> **Information provided**:
-=-=-
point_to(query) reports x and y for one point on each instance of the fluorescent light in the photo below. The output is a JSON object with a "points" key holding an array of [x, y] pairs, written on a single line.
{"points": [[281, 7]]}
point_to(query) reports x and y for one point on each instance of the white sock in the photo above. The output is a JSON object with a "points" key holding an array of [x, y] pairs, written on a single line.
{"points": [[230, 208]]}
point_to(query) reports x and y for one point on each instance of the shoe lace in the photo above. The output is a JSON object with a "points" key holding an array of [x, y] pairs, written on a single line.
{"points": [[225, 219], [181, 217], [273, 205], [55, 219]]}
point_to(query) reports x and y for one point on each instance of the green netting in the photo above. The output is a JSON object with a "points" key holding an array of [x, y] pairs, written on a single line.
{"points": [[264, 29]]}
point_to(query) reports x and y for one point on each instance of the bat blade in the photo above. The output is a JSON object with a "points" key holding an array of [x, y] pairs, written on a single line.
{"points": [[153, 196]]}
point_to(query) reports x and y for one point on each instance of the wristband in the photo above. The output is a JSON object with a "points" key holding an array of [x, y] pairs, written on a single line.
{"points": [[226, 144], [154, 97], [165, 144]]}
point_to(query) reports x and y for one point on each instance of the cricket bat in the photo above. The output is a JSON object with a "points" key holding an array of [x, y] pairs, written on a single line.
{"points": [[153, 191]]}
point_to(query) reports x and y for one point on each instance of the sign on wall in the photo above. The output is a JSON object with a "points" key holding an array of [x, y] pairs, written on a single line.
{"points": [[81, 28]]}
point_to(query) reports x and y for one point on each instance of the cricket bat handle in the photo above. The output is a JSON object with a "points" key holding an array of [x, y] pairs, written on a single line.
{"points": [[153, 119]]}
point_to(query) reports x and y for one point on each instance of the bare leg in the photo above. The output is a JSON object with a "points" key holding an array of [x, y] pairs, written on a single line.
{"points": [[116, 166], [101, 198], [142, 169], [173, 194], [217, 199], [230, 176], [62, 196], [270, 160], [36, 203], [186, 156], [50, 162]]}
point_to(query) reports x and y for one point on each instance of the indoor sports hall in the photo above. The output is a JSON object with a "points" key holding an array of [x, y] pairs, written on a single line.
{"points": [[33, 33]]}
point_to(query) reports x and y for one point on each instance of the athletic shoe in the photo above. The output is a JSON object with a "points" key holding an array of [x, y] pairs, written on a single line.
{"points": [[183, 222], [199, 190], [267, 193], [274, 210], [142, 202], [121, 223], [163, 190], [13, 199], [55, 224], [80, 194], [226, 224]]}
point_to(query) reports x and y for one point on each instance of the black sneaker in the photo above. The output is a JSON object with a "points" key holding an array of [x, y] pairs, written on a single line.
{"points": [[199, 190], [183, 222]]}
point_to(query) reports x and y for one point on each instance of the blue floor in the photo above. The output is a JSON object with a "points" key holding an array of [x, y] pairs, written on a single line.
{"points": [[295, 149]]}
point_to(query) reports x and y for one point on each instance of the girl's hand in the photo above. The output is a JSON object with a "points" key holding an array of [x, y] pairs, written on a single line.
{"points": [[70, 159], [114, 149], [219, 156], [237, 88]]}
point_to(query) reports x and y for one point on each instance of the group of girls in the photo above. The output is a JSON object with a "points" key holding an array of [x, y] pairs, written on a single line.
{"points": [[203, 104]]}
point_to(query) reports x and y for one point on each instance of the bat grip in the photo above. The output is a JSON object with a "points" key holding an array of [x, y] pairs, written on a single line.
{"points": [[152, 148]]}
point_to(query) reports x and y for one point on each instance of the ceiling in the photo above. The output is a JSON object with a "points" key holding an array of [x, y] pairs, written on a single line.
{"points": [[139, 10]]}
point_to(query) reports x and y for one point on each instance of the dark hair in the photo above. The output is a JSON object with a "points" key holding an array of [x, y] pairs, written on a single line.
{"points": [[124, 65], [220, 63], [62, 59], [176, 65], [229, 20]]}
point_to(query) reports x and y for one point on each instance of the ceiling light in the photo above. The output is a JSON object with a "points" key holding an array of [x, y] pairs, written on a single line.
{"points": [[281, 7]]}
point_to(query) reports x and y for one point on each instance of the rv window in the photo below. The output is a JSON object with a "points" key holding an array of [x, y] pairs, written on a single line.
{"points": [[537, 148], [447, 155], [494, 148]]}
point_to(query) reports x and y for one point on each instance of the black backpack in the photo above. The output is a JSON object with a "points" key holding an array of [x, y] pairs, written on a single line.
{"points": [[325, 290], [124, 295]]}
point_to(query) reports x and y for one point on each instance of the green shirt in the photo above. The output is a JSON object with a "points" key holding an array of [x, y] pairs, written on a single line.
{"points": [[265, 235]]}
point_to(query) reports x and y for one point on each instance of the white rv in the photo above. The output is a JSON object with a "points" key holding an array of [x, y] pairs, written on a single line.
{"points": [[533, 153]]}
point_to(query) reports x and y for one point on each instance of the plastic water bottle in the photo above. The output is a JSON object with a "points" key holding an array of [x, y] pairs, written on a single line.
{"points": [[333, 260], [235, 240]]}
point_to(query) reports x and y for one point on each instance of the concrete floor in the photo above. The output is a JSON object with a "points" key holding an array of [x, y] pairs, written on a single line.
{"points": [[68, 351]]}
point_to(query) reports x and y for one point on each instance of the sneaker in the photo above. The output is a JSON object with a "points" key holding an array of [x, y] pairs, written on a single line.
-=-=-
> **Given request**: Copy the lines above word for word, starting at the line that contains "of the concrete" and continuing through the last line.

> **Result for this exercise**:
point_to(query) reports x and y for one point on each instance of the concrete floor in the photo above. The output is a JSON object with a "points" key holding an array of [x, y] pairs, written on a single line.
{"points": [[68, 351]]}
point_to(query) reports x and y for one point on each instance of the sneaker in the photo above. The output is a JSON object with a "points" key holding an array of [x, y] pairs, written on a single line.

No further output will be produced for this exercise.